Just Wrong
1) Couldn't God conceivably just cancel the Earth and everything on it, like some bad TV show that people have quit watching? Don't you think He's got some other planet somewhere he's been messing with and finds more interesting? What if Earth is the MySpace of God's world and somewhere He's got a planet Facebook? And more recently, a planet Google+ which He doesn't fully understand yet, but has been messing around with just to see if it's any good?
What if God prefers Google Earth?
2) If I had known how dull and pointless my life was going to be, I probably would have gotten into a lot more trouble when I was younger.
Trouble
3) I'm struggling to give a flying fart about football this season. Men in pink don't exactly inspire me. And when players knee other players in the testicles and aren't even ejected from the game, let alone kicked out of the league entirely, I just lose all respect for the sport. Hell, I might as well be watching soccer with all the unmanly gayness.
Unmanly gayness
4) I have clearly been away from heavy weightlifting for too long. Oh, I know I've been sick, but even so, I went out into the garage to see how many chin-ups I could still do and I almost did one. Yeah, WTF?

**Set of tasks:**
1. Reproduce a passage of the post word for word, beginning at the words "What if God" and stopping after "the unmanly gayness.".
2. In the post, what planet is God imagined to have been messing around with more recently, without fully understanding it yet?
The rows after this point are separate material and have no connection to the post.

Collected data
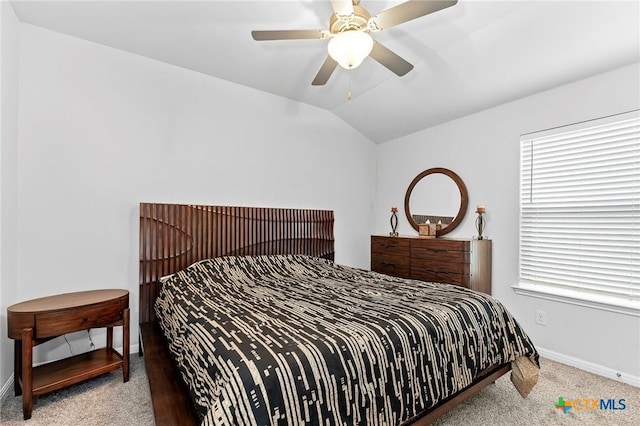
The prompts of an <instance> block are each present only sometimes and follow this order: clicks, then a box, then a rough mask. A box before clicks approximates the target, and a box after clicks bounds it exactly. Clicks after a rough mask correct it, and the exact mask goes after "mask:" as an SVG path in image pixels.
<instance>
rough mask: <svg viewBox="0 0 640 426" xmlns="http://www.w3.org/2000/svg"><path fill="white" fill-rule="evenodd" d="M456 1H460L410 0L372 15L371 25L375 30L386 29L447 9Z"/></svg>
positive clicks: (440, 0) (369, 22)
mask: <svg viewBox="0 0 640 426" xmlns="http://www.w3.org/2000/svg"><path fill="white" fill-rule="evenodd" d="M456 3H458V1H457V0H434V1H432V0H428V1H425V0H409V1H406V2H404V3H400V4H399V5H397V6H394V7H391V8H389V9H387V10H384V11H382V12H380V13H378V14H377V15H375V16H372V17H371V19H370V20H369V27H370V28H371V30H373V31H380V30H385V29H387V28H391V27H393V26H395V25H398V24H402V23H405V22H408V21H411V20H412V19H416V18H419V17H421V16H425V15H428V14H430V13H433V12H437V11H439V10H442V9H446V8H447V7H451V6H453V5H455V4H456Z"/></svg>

--

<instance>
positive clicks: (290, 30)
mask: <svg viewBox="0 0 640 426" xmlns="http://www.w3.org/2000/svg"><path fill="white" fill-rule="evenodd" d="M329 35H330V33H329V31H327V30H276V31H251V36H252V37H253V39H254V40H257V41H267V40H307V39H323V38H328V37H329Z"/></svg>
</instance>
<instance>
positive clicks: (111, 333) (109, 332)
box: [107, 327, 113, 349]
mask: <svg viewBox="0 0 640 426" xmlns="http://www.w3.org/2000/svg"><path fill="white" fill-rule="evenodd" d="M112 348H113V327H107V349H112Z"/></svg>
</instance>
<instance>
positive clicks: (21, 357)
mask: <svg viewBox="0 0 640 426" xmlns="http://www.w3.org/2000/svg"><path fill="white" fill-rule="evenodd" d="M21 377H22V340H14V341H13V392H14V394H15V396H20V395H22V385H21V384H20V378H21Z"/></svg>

...

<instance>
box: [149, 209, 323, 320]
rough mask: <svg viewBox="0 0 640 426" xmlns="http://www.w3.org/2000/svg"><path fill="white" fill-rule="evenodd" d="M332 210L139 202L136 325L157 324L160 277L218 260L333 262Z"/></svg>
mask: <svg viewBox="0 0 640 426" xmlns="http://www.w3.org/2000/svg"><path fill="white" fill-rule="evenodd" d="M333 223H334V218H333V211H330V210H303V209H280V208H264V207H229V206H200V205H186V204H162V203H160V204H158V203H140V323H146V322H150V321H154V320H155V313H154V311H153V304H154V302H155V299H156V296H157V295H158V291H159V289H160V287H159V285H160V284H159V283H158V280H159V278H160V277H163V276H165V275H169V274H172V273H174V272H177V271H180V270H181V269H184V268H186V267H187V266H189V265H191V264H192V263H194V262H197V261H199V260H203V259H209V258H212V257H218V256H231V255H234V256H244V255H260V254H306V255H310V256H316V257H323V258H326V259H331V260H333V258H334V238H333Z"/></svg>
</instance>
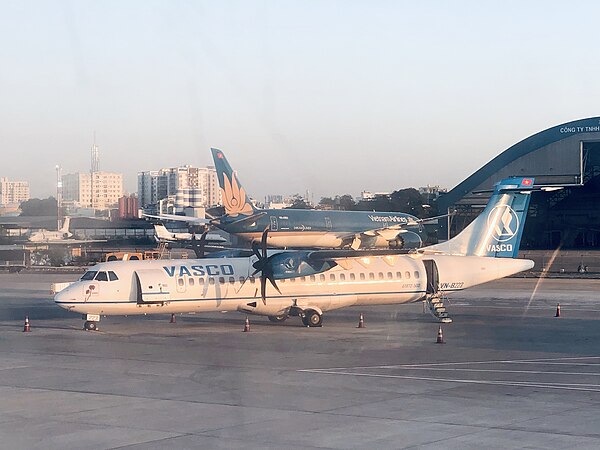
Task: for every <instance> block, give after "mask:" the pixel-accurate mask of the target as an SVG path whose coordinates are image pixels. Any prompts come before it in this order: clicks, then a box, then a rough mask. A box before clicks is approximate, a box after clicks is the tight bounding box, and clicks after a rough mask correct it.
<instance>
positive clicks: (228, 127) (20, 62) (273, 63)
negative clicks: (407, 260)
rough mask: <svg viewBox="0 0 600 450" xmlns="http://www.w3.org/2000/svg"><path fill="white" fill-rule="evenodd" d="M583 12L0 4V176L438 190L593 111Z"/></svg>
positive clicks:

**Solutions below:**
1.
What if God prefers Google Earth?
2) If I had known how dull and pointless my life was going to be, I probably would have gotten into a lot more trouble when I was younger.
Trouble
3) I'm struggling to give a flying fart about football this season. Men in pink don't exactly inspire me. And when players knee other players in the testicles and aren't even ejected from the game, let alone kicked out of the league entirely, I just lose all respect for the sport. Hell, I might as well be watching soccer with all the unmanly gayness.

2. A planet Google+.